*Aim of the exercise*: In the blog post about Trump's flag-burning tweet, rewrite the passage from "As Trevor Timm" to "actively expanding them.", substituting "uproar" for each "outrage".

*Selected passage*:
>>

Showing posts with label tweety and sylvester. Show all posts
Showing posts with label tweety and sylvester. Show all posts

Wednesday, November 30, 2016

Tweety Bird Trump



I Tawt I Taw a Media Puddy Cat... I Did, I Did!

The top-trending story of the last 24-hour news cycle has been Donald Trump's outrageously silly Tweet about flag-burning. Forget the water protectors of North Dakota waging the most important civil rights battle of this century. Forget the raging deadly wildfire in Tennessee, caused at least in part by man-made climate change. Forget even perhaps the scariest presidential cabinet of sadistic plutocrats in American history.

Forget everything you've heard about the mass media's group resolution to finally hold the president-elect's feet to the fire, in the wake of their gifting his successful campaign with an estimated $5 billion worth of free advertising. Forget the lessons-learned chagrin that the more prominent media stars expressed only last week, after an elite group of them agreed to an off-the-record meeting in Trump Tower. Their desired access to power predictably turned into yet another classic Trump ambush.

It's magic. Whenever Donald Trump's thumbs move across his electronic device and his 140 characters swirl down into the maelstrom of the psycho-sphere, the media drops everything. They Tweet and they re-Tweet, and they stop the presses, and they rapidly converge their usual panels of experts to express their outrage and shock and confusion.

Here's what had all the pundit panties in a twist on Tuesday:



I lost count how many times CNN anchors asked, hour after hour after hour, whether Trump has read the Constitution and whether he might, in fact, end up ordering flag-burners imprisoned or disenfranchised without due process. And well they probably should, because presidents already have the power to drone people to death, anywhere on earth, without charge or trial. The press has mostly failed to Tweet or otherwise report on the terrifying news that Barack Obama has just awesomely enhanced Trump's ability to kill people anywhere on earth by simply giving a thumbs-up to his private army of assassins.

As Trevor Timm writes in The Guardian,
 In all the outrage about the unhinged things Donald Trump keeps tweeting and saying, there’s been almost zero criticism at the fact that Obama will be partly responsible for the extraordinary scope of powers Trump inherits. The Obama administration has not only done nothing to curtail the slew of extreme national security and war powers that Trump is about to acquire since the election – the White House is actively expanding them.

<<

Shape labeling records:
>>

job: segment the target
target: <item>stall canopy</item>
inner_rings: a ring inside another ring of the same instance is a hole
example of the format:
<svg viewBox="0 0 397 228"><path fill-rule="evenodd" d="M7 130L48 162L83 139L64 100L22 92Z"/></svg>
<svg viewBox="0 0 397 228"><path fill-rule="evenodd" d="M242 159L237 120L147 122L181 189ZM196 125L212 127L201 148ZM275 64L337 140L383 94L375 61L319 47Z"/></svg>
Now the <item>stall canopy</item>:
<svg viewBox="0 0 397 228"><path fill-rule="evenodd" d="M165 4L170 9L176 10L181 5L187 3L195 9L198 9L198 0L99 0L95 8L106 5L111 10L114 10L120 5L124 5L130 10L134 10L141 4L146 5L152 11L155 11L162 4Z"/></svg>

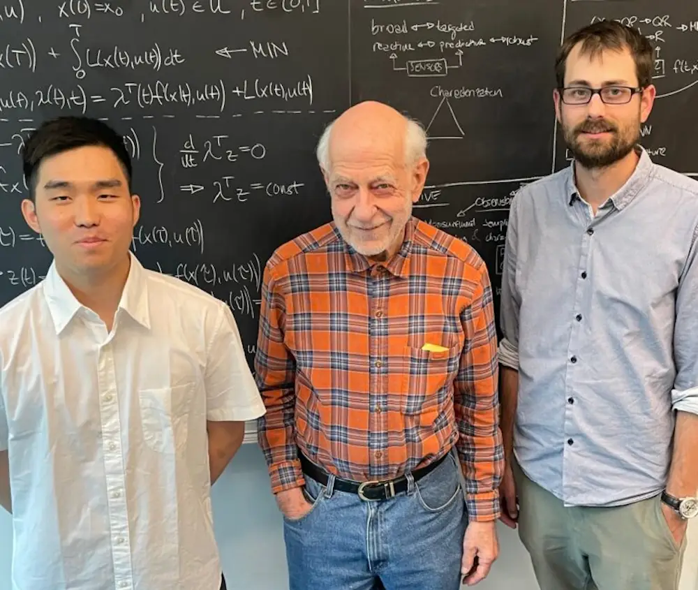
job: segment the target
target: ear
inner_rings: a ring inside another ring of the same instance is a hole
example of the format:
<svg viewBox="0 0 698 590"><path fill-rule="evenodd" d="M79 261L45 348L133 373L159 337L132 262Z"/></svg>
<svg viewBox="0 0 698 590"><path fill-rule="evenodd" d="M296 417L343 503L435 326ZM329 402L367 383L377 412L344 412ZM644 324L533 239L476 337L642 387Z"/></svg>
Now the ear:
<svg viewBox="0 0 698 590"><path fill-rule="evenodd" d="M426 175L429 172L429 161L422 158L415 165L412 171L412 202L417 202L422 196L426 182Z"/></svg>
<svg viewBox="0 0 698 590"><path fill-rule="evenodd" d="M24 199L22 201L22 215L27 226L36 233L41 233L41 226L39 225L38 217L36 216L36 205L31 199Z"/></svg>
<svg viewBox="0 0 698 590"><path fill-rule="evenodd" d="M553 91L553 103L555 104L555 117L558 119L558 123L561 124L563 122L563 119L560 110L561 108L560 104L562 101L560 100L560 91L558 90L557 88Z"/></svg>
<svg viewBox="0 0 698 590"><path fill-rule="evenodd" d="M138 223L140 219L140 197L138 195L131 195L131 205L133 207L133 227Z"/></svg>
<svg viewBox="0 0 698 590"><path fill-rule="evenodd" d="M656 98L657 87L653 84L651 84L642 91L640 97L640 120L642 123L650 118L650 113L652 112L652 107Z"/></svg>

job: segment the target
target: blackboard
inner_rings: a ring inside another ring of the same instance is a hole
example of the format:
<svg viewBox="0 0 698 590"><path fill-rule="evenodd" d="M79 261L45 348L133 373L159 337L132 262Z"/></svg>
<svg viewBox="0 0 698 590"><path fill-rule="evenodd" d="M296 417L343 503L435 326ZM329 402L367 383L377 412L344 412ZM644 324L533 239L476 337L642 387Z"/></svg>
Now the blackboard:
<svg viewBox="0 0 698 590"><path fill-rule="evenodd" d="M698 176L698 3L0 0L0 304L51 260L20 212L23 141L48 117L99 117L133 157L133 251L227 302L251 366L267 259L331 219L320 134L374 99L427 128L415 214L480 252L496 304L512 196L569 164L556 52L600 19L653 42L658 98L641 142Z"/></svg>

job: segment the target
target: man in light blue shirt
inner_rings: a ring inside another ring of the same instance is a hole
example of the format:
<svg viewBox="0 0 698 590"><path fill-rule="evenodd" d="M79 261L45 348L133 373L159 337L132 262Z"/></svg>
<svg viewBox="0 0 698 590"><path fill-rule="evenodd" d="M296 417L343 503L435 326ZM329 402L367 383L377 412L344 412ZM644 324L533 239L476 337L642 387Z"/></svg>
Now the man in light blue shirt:
<svg viewBox="0 0 698 590"><path fill-rule="evenodd" d="M675 590L698 515L698 182L637 145L653 64L616 22L566 40L574 161L512 205L503 520L542 590Z"/></svg>

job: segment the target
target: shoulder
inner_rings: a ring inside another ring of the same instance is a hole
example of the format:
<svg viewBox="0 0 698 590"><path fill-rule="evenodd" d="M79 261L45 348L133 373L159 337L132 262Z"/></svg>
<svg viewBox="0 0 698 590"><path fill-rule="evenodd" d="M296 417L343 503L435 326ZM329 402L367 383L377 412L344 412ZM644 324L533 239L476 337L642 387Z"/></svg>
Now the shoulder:
<svg viewBox="0 0 698 590"><path fill-rule="evenodd" d="M312 253L342 247L342 244L339 230L334 223L325 223L279 246L267 261L266 269L278 279L288 273L295 260Z"/></svg>
<svg viewBox="0 0 698 590"><path fill-rule="evenodd" d="M461 276L474 278L487 273L484 261L470 244L424 221L417 221L415 226L413 251L452 262Z"/></svg>

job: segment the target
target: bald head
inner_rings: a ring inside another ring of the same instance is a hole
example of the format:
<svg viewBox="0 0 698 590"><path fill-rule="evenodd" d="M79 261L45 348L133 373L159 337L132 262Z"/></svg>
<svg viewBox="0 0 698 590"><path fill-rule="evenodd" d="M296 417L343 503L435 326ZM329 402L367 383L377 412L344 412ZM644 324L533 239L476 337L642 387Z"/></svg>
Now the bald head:
<svg viewBox="0 0 698 590"><path fill-rule="evenodd" d="M391 154L396 165L410 165L426 157L426 135L417 121L388 105L367 101L327 126L318 145L318 161L329 172L338 158L381 152Z"/></svg>
<svg viewBox="0 0 698 590"><path fill-rule="evenodd" d="M419 124L380 103L356 105L325 129L318 159L332 216L357 251L385 260L399 249L429 170L426 147Z"/></svg>

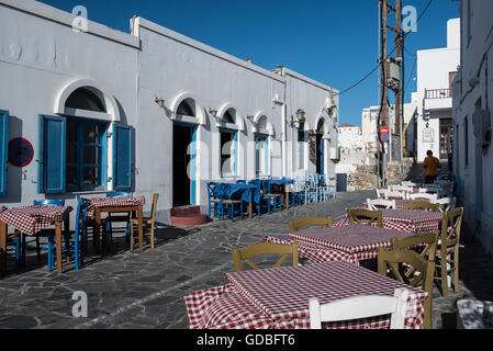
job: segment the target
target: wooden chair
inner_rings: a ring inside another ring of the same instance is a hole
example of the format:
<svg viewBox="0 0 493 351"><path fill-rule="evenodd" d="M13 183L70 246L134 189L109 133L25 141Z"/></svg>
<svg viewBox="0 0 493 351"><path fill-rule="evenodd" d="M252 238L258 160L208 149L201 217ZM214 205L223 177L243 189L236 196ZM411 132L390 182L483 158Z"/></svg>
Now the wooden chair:
<svg viewBox="0 0 493 351"><path fill-rule="evenodd" d="M281 254L281 258L276 262L272 268L281 267L282 262L288 256L293 256L293 267L299 264L298 244L282 245L274 242L259 242L245 249L233 249L233 263L236 272L243 272L243 262L248 264L254 270L259 270L257 264L251 262L251 258L260 254Z"/></svg>
<svg viewBox="0 0 493 351"><path fill-rule="evenodd" d="M428 194L428 193L413 193L410 194L408 200L428 200L429 202L434 202L438 199L438 194Z"/></svg>
<svg viewBox="0 0 493 351"><path fill-rule="evenodd" d="M421 211L433 211L433 212L439 212L440 205L439 204L433 204L427 201L419 201L419 202L412 202L404 204L405 210L421 210Z"/></svg>
<svg viewBox="0 0 493 351"><path fill-rule="evenodd" d="M361 208L348 208L347 216L350 224L362 224L361 219L368 219L367 225L371 226L373 222L377 222L379 228L383 228L382 211L370 211Z"/></svg>
<svg viewBox="0 0 493 351"><path fill-rule="evenodd" d="M157 208L157 200L159 199L159 194L154 194L153 196L153 206L150 208L150 217L144 217L142 219L142 224L145 227L144 235L147 234L146 229L149 229L150 237L150 248L154 249L154 228L155 228L155 219L156 219L156 208ZM138 231L138 218L131 218L130 220L130 248L134 249L134 233Z"/></svg>
<svg viewBox="0 0 493 351"><path fill-rule="evenodd" d="M434 279L441 281L441 294L444 297L448 296L448 274L451 274L453 279L455 292L459 292L459 240L462 215L463 207L458 207L445 212L441 219Z"/></svg>
<svg viewBox="0 0 493 351"><path fill-rule="evenodd" d="M367 199L368 210L378 211L379 208L395 208L395 200Z"/></svg>
<svg viewBox="0 0 493 351"><path fill-rule="evenodd" d="M341 298L321 305L318 298L309 299L310 328L322 329L322 322L369 318L391 314L390 329L404 329L407 290L396 288L394 296L362 295Z"/></svg>
<svg viewBox="0 0 493 351"><path fill-rule="evenodd" d="M419 240L422 241L422 238ZM417 242L415 241L415 242ZM418 274L406 275L410 267ZM432 301L433 301L433 270L434 263L426 260L424 257L411 250L388 250L385 248L379 249L378 256L378 272L382 275L390 275L395 280L407 285L418 287L428 293L424 302L425 319L424 329L432 329ZM388 274L389 273L389 274Z"/></svg>
<svg viewBox="0 0 493 351"><path fill-rule="evenodd" d="M299 231L307 226L318 226L318 228L332 227L332 217L327 216L327 218L320 217L304 217L298 220L290 220L288 223L289 230Z"/></svg>
<svg viewBox="0 0 493 351"><path fill-rule="evenodd" d="M386 191L385 192L385 199L402 199L402 200L406 200L407 199L407 193L403 192L403 191Z"/></svg>

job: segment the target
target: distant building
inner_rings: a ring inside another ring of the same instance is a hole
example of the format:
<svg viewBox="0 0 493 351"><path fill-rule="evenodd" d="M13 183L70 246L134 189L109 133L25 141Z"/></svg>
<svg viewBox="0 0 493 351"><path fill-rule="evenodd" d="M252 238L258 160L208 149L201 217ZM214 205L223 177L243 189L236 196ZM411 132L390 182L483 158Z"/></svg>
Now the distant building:
<svg viewBox="0 0 493 351"><path fill-rule="evenodd" d="M412 126L416 136L413 151L419 162L427 150L447 161L452 141L451 84L460 61L460 19L447 22L447 47L417 50L416 54L417 91L412 94L412 101L416 103L417 115Z"/></svg>
<svg viewBox="0 0 493 351"><path fill-rule="evenodd" d="M471 234L493 253L493 1L462 0L460 69L453 81L453 159Z"/></svg>
<svg viewBox="0 0 493 351"><path fill-rule="evenodd" d="M362 143L361 128L351 124L343 124L338 127L339 162L336 165L336 173L352 173L357 166L365 165L365 145Z"/></svg>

<<

*Complete response*:
As Trevor Timm writes in The Guardian,
 In all the uproar about the unhinged things Donald Trump keeps tweeting and saying, there’s been almost zero criticism at the fact that Obama will be partly responsible for the extraordinary scope of powers Trump inherits. The Obama administration has not only done nothing to curtail the slew of extreme national security and war powers that Trump is about to acquire since the election – the White House is actively expanding them.